Please arrange the records, from their start through the line that contains "201, 218, 216, 232", as a CSV with two columns named text and answer. Give one row per record, quote each field, and replace line breaks with spaces.

(Items from a labeling collection)
-=-=-
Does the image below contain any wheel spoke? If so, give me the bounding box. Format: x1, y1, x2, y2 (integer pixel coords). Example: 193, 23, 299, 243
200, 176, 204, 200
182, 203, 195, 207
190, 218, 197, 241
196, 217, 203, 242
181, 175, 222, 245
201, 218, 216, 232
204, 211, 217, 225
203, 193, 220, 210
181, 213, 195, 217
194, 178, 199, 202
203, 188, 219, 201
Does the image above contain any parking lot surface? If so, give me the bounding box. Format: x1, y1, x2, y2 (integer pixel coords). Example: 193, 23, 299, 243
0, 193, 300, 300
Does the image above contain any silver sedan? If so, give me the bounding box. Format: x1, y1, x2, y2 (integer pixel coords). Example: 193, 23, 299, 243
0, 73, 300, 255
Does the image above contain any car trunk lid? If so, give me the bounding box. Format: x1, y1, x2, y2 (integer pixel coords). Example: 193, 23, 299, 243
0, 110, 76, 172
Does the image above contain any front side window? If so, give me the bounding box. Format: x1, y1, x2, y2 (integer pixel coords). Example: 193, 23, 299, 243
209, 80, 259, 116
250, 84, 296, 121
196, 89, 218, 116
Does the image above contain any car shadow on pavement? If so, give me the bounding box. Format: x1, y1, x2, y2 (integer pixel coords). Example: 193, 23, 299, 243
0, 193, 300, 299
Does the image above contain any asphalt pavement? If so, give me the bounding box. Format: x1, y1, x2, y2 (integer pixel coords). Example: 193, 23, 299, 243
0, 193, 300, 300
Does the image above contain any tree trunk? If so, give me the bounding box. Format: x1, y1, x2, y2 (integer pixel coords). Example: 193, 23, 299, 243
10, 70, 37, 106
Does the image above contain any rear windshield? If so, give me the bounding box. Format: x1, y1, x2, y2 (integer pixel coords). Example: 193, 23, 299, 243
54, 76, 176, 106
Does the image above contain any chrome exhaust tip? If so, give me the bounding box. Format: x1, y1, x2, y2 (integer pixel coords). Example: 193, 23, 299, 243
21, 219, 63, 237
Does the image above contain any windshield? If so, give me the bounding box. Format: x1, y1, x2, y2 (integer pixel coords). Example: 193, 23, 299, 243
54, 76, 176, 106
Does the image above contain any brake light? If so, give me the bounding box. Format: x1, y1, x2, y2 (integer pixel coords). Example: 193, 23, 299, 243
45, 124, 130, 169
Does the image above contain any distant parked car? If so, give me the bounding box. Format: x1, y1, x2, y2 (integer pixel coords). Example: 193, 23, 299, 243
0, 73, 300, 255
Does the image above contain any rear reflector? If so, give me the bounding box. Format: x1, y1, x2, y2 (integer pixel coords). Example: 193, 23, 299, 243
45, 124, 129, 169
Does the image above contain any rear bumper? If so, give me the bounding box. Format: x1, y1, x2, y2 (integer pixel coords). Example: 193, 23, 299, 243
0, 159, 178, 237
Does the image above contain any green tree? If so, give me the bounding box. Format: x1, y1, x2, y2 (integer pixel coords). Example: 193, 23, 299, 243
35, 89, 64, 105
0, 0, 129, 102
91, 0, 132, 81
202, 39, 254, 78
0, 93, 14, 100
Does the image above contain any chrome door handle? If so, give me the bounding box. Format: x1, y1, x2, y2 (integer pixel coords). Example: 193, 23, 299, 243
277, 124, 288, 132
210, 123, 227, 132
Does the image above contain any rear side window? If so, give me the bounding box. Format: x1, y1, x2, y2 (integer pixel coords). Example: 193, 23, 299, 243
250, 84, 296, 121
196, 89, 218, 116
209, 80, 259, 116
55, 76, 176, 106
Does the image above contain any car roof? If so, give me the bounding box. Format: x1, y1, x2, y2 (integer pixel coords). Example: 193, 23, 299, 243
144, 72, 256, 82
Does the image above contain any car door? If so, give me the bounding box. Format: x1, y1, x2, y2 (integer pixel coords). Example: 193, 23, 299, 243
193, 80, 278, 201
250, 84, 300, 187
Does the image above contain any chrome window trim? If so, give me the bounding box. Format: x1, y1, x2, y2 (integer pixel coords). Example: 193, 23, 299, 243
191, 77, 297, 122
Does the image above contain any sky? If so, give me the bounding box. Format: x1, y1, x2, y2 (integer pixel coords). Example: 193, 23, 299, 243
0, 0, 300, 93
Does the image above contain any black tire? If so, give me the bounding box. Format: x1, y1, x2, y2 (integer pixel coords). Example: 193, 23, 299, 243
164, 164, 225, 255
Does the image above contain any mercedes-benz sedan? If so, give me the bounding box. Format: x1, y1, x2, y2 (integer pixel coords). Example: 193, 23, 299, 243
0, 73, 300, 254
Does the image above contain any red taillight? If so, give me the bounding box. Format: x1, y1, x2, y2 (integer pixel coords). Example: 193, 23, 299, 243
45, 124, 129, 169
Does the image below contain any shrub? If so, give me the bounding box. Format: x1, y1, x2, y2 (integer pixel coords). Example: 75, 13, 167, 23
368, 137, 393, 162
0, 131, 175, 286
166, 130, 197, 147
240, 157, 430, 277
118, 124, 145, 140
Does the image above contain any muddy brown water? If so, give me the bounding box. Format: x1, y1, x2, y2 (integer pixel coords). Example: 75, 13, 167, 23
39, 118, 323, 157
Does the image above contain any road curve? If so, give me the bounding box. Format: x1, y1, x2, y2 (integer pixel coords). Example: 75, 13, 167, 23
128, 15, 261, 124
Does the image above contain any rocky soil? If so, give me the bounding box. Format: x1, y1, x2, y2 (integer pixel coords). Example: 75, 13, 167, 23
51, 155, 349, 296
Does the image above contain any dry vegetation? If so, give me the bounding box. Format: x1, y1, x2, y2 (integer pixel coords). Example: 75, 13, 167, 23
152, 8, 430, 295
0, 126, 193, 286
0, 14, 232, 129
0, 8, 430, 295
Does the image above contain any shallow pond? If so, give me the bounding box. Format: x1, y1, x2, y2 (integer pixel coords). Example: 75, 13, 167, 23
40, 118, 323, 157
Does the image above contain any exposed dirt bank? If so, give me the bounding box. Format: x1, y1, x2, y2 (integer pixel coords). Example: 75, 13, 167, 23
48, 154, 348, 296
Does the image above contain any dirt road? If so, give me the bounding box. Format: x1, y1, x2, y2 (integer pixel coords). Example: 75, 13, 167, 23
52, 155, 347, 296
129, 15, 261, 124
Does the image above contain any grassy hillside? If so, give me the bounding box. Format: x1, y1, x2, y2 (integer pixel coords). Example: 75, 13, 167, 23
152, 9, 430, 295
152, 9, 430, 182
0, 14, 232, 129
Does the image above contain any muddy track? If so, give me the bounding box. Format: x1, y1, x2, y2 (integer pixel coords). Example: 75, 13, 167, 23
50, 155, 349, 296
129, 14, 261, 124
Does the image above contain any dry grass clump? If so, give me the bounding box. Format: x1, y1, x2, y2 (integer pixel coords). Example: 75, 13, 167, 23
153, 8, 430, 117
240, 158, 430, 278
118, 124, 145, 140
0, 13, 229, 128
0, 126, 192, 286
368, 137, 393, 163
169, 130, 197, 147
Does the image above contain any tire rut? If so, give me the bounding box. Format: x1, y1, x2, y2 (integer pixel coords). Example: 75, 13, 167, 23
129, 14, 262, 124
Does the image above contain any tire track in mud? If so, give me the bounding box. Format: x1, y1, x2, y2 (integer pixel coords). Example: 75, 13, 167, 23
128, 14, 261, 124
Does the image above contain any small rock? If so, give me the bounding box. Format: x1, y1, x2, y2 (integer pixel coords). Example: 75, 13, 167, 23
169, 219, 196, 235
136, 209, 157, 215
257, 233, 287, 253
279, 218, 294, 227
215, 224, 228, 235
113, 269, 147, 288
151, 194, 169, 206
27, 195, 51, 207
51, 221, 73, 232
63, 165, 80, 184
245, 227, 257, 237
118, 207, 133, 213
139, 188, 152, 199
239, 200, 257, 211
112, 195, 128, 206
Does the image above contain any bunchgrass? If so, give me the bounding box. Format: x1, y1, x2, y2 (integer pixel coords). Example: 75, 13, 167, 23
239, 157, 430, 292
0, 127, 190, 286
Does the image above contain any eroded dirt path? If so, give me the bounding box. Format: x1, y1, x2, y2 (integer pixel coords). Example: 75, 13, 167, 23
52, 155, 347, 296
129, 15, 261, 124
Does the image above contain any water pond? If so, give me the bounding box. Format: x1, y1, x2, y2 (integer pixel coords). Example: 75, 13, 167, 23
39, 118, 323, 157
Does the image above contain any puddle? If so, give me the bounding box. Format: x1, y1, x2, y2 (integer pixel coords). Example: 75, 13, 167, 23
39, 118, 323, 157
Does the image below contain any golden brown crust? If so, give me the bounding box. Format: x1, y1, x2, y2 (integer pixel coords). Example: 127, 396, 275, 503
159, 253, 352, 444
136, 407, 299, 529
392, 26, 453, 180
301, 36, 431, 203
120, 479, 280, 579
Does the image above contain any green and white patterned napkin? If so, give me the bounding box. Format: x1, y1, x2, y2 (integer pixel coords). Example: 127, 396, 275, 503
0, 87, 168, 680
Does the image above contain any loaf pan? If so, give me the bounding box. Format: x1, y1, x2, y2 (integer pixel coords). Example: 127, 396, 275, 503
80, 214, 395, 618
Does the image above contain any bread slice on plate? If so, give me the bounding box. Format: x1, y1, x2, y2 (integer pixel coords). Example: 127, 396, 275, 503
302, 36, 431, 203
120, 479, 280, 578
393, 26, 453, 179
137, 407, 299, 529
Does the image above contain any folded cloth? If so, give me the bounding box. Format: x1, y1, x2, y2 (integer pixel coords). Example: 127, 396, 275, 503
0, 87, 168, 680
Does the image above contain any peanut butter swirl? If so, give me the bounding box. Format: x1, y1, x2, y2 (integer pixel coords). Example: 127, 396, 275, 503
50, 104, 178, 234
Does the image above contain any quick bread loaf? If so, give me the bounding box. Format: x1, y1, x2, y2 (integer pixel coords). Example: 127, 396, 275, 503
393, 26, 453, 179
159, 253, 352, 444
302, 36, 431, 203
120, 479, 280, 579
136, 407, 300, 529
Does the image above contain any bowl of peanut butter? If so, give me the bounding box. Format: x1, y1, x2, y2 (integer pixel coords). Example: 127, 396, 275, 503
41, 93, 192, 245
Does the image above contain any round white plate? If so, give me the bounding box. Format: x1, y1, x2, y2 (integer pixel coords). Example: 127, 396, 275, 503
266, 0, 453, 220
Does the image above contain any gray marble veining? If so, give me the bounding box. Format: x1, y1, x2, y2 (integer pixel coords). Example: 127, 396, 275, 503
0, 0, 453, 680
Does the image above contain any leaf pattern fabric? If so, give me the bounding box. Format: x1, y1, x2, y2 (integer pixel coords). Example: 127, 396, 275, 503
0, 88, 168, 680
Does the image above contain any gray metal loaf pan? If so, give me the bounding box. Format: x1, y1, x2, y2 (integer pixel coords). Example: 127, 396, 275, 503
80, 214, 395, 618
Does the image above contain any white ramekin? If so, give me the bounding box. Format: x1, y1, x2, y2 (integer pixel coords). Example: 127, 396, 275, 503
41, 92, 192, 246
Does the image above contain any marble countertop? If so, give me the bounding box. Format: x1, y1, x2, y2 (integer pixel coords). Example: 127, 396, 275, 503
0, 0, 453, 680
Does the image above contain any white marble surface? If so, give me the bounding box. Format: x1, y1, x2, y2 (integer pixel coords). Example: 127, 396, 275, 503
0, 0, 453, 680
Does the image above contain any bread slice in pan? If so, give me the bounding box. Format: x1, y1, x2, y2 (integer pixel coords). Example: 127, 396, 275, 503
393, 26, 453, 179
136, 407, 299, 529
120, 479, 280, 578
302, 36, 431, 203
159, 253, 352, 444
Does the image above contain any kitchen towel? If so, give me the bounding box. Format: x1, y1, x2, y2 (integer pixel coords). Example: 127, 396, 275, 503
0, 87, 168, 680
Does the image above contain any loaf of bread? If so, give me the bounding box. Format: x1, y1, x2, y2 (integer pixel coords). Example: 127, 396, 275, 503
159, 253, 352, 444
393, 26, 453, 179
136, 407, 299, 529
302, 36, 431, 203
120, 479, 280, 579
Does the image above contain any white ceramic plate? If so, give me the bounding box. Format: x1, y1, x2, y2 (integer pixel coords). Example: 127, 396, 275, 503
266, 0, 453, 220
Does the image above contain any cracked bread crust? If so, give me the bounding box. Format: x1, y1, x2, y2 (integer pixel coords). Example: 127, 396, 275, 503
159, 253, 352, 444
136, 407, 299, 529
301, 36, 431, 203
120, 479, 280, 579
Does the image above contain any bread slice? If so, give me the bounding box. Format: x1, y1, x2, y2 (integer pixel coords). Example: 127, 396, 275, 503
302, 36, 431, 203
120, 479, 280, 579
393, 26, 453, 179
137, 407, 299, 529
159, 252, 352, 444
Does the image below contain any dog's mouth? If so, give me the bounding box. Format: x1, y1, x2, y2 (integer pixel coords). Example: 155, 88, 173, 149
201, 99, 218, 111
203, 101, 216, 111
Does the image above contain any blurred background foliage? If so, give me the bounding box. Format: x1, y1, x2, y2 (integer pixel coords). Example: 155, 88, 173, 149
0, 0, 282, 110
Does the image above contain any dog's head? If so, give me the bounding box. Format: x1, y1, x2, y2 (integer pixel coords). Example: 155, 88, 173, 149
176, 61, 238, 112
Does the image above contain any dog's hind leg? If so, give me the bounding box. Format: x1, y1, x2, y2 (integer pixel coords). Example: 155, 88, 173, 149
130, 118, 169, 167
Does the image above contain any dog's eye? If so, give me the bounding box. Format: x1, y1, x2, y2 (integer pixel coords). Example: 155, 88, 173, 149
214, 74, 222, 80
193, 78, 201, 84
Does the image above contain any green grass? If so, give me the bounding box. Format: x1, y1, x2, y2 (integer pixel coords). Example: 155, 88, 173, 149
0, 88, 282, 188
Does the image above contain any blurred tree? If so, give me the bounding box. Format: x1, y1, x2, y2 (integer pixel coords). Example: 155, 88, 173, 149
-=-=-
→ Exercise response:
text,answer
"Does the image below contain any wheel spoke? If so, give me the bounding box. Format: x1, y1, x2, y2 (integer pixel coords). Example: 193, 23, 299, 243","200, 176, 204, 200 182, 203, 195, 207 190, 218, 197, 241 196, 217, 203, 242 181, 175, 222, 245 201, 218, 216, 232"